### [CONSEGNA]
Trascrivi senza modifiche il passo del testo sull'ictus cerebrale che parte da "La scoperta di" e prosegue fino a "acuta dell'ictus cerebrale.".

### [TESTO IN ESAME]
⁂

La scoperta di farmaci che in modelli sperimentali di ictus cerebrale possono ridurre il danno al tessuto nervoso (farmaci neuroprotettivi) ha fatto sperare che la somministrazione precoce di questi farmaci in pazienti colpiti da ictus possa notevolmente ridurre il grado di disabilità permanente. Finora, però, nessuno di questi farmaci è stato efficace in una serie di studi clinici, che vengono comunque portati avanti e potrebbero avere un impatto drastico nel futuro della terapia acuta dell'ictus cerebrale.
Alcuni episodi riconducibili all'ictus sono stati segnalati fino dal 2° millennio a.C. nell'antica Mesopotamia e nella Persia. Ippocrate di Coo (460-370 a.C.) fu il primo a descrivere il fenomeno della paralisi improvvisa, spesso associato all'ischemia. Il termine "apoplessia", dalla parola greca che significa "colpito con la violenza", fu utilizzata negli scritti di Ippocrate per descrivere questo fenomeno, invece il termine inglese "stroke", una traduzione abbastanza letterale del termine greco, fu usato come sinonimo già nel 1599.

⁂

### [DATI DA ANALIZZARE]
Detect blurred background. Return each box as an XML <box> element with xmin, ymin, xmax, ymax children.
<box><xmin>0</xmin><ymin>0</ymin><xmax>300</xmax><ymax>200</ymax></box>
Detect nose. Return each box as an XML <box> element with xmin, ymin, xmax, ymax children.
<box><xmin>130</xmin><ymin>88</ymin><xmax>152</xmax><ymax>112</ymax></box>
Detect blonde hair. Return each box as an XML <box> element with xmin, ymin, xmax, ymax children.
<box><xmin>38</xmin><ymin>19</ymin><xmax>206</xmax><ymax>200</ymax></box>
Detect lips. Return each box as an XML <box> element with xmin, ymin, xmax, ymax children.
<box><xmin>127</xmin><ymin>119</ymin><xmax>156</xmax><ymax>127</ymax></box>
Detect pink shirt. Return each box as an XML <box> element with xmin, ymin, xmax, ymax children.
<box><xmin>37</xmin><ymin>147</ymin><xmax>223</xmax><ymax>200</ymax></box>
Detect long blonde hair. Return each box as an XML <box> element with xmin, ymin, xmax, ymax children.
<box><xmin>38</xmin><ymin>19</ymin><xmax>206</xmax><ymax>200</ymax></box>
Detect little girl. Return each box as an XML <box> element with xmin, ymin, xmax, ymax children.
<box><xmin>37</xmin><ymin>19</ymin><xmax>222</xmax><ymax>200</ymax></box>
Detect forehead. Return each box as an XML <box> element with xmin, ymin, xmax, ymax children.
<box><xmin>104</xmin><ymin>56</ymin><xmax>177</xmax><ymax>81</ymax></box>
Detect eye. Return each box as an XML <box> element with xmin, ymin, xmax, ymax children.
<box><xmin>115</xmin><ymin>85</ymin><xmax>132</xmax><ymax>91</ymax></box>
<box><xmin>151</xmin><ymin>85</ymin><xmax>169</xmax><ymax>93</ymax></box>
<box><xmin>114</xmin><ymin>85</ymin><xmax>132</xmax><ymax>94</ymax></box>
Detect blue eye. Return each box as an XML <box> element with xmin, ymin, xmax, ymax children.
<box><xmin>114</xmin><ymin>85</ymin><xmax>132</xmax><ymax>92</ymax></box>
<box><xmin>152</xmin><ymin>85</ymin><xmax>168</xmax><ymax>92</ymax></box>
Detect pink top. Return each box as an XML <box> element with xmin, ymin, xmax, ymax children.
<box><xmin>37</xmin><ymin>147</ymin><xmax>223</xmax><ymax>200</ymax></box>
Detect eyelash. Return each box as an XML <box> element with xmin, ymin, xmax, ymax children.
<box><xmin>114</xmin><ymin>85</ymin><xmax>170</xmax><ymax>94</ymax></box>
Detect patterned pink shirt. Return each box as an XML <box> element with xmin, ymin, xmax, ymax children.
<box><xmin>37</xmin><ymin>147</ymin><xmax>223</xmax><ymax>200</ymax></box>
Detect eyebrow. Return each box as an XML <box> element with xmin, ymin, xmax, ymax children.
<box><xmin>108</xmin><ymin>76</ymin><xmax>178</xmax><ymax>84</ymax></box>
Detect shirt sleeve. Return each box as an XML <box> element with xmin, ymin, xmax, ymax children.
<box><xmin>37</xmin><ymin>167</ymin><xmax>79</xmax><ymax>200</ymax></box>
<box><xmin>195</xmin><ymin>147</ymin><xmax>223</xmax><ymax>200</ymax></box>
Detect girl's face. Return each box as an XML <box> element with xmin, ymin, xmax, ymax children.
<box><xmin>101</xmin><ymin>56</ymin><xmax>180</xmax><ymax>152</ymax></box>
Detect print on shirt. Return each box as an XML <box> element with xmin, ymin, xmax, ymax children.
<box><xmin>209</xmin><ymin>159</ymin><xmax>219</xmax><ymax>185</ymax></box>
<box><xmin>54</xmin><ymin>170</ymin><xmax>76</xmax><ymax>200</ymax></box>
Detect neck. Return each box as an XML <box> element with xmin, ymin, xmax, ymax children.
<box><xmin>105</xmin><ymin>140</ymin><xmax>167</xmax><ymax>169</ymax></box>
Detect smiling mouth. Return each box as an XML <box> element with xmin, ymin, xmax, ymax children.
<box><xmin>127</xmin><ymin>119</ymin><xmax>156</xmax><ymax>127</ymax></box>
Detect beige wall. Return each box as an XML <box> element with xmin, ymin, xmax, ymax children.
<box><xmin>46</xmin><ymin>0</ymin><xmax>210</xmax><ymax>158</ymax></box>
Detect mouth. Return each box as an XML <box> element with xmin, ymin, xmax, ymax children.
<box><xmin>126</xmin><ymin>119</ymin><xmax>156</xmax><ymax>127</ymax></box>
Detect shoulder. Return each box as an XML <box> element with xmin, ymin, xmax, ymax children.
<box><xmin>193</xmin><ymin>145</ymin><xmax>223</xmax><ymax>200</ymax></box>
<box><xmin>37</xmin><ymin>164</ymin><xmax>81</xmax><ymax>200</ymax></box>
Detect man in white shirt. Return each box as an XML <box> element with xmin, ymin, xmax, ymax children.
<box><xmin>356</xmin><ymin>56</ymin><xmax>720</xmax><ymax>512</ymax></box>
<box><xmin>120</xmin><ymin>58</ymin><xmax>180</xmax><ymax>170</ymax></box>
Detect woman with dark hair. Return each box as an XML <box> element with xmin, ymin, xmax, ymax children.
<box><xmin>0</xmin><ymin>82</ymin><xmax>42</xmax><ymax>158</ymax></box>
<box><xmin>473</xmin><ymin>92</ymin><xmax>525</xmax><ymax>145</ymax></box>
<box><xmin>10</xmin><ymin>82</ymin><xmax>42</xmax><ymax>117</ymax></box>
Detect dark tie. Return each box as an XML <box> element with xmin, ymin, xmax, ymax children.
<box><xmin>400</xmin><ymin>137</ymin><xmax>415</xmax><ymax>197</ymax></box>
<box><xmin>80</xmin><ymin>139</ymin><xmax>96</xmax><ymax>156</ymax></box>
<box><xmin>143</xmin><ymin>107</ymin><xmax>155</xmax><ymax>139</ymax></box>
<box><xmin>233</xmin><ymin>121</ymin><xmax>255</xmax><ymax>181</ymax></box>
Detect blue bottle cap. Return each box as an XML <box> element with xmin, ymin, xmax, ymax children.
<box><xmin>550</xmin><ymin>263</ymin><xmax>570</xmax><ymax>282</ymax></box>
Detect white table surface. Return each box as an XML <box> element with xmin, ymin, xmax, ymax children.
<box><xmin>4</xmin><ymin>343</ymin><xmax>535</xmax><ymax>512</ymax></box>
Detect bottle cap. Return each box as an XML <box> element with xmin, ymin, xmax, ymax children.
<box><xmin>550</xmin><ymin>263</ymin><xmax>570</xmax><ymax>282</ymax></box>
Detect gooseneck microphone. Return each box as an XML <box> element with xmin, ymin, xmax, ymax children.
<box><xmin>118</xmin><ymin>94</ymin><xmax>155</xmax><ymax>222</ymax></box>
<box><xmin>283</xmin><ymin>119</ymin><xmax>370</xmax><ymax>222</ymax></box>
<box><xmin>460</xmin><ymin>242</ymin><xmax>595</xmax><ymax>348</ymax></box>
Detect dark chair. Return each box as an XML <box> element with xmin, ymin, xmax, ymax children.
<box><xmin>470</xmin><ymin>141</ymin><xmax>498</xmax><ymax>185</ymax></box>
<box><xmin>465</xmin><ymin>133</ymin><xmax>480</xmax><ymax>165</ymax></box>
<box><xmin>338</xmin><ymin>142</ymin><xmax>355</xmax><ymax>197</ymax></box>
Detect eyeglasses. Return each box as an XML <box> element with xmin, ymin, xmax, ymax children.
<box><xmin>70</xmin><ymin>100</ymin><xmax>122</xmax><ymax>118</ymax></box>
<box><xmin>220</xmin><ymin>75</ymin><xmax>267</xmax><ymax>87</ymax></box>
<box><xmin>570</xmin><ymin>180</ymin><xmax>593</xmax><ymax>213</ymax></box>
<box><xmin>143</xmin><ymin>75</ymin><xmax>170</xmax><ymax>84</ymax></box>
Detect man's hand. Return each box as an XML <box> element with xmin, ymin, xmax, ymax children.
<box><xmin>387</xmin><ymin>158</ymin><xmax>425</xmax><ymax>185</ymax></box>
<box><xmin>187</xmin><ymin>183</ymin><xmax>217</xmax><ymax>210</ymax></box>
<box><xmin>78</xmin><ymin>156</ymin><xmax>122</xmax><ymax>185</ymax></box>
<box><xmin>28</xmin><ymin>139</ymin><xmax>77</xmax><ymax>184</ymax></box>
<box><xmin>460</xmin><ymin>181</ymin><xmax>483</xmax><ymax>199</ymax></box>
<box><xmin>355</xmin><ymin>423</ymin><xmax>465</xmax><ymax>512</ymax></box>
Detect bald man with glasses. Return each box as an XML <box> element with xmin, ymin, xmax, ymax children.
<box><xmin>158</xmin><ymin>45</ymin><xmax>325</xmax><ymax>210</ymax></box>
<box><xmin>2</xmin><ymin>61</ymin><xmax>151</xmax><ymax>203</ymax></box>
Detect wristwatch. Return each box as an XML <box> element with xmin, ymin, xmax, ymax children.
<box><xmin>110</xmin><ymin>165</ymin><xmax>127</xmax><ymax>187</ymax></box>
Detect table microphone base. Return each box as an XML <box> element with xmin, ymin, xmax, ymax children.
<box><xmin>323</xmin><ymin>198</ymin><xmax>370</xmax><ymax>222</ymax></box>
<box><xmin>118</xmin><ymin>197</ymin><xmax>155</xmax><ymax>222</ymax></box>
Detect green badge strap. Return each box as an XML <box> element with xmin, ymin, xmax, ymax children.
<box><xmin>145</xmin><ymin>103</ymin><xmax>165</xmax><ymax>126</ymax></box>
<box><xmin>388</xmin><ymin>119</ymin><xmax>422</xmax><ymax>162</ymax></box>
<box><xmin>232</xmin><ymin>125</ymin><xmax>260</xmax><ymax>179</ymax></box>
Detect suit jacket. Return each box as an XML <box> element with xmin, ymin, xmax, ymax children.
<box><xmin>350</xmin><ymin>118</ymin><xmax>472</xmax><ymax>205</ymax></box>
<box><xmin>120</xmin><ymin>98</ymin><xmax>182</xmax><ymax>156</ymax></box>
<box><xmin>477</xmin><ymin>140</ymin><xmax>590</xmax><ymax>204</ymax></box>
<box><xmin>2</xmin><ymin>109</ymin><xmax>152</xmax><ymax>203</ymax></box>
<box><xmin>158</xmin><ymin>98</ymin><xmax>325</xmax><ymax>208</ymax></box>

⁂

### [SOLUZIONE]
La scoperta di farmaci che in modelli sperimentali di ictus cerebrale possono ridurre il danno al tessuto nervoso (farmaci neuroprotettivi) ha fatto sperare che la somministrazione precoce di questi farmaci in pazienti colpiti da ictus possa notevolmente ridurre il grado di disabilità permanente. Finora, però, nessuno di questi farmaci è stato efficace in una serie di studi clinici, che vengono comunque portati avanti e potrebbero avere un impatto drastico nel futuro della terapia acuta dell'ictus cerebrale.